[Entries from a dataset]
>>>

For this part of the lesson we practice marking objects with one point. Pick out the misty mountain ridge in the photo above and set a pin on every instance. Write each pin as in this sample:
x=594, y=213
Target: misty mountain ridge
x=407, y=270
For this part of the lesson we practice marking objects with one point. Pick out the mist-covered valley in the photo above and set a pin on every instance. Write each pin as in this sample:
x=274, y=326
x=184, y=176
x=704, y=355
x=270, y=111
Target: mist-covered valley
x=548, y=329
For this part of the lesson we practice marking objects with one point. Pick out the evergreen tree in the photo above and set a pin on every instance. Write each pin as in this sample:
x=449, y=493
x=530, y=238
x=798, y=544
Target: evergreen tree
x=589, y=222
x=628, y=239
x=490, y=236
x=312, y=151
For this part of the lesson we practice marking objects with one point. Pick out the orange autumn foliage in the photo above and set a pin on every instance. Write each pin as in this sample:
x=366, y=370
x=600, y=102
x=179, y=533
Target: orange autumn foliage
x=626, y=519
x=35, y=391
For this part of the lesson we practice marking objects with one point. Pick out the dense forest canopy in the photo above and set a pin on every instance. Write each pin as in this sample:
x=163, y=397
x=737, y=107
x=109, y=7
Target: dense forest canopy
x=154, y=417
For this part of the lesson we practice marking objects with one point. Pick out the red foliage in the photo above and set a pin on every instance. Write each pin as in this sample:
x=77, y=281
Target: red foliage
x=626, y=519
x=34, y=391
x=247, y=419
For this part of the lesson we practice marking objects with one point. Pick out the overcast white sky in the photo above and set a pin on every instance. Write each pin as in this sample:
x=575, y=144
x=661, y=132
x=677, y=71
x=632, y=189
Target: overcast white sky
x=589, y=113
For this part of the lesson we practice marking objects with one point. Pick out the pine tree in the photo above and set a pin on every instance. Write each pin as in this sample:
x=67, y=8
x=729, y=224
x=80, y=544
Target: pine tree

<<<

▸ TASK GOAL:
Return all of the records above word for word, line by line, in their original order.

▸ EXERCISE SOLUTION:
For this part of the lesson we practice marking objects with one point. Pick out the misty mountain ridge in the photo above and set a pin on every instance. Write each pin as in this sample:
x=594, y=213
Target: misty mountain ridge
x=407, y=270
For this part of the lesson we practice marking objects with one point. Pick out the mist-covered valley in the photo above and set a pin on every instance. Write each pin as in this sample:
x=274, y=326
x=184, y=176
x=704, y=355
x=270, y=111
Target: mist-covered valley
x=548, y=329
For this part of the lesson we practice marking objects with one point. Pick out the evergreen tree in the photo above and set a pin on every instance. Write each pin as in this sample:
x=449, y=493
x=530, y=238
x=798, y=544
Target: evergreen tree
x=589, y=222
x=628, y=239
x=490, y=236
x=312, y=151
For this part of the lesson we practice marking objects with one point. Pick out the orange autumn foliage in the photo above and set a pin on every instance. Write each pin as in this sample:
x=366, y=370
x=600, y=102
x=179, y=533
Target: orange autumn foliage
x=626, y=519
x=35, y=391
For this part of the lesson we practice marking objects with one point. Pick out the dense forest canopy in the photo above and set a pin on every instance. Write each pin as in this sample:
x=163, y=397
x=737, y=107
x=109, y=7
Target: dense forest canopy
x=154, y=417
For this part of the lesson we practice marking objects with one point. Pick out the red foliage in the photo above and set a pin on every instance. Write each pin as in this sample:
x=77, y=281
Target: red foliage
x=626, y=519
x=34, y=391
x=247, y=419
For this part of the lesson we practice marking objects with one point. Pick out the overcast white sky in the photo above and set a pin on every instance. Write each pin as in this sample:
x=575, y=144
x=661, y=132
x=677, y=71
x=632, y=189
Target: overcast white sky
x=589, y=113
For this part of the lesson we practice marking objects with one point. Pick out the pine tree in the photo above and set a pin on every instance. Write each pin as in this sample:
x=67, y=8
x=729, y=224
x=80, y=544
Target: pine tree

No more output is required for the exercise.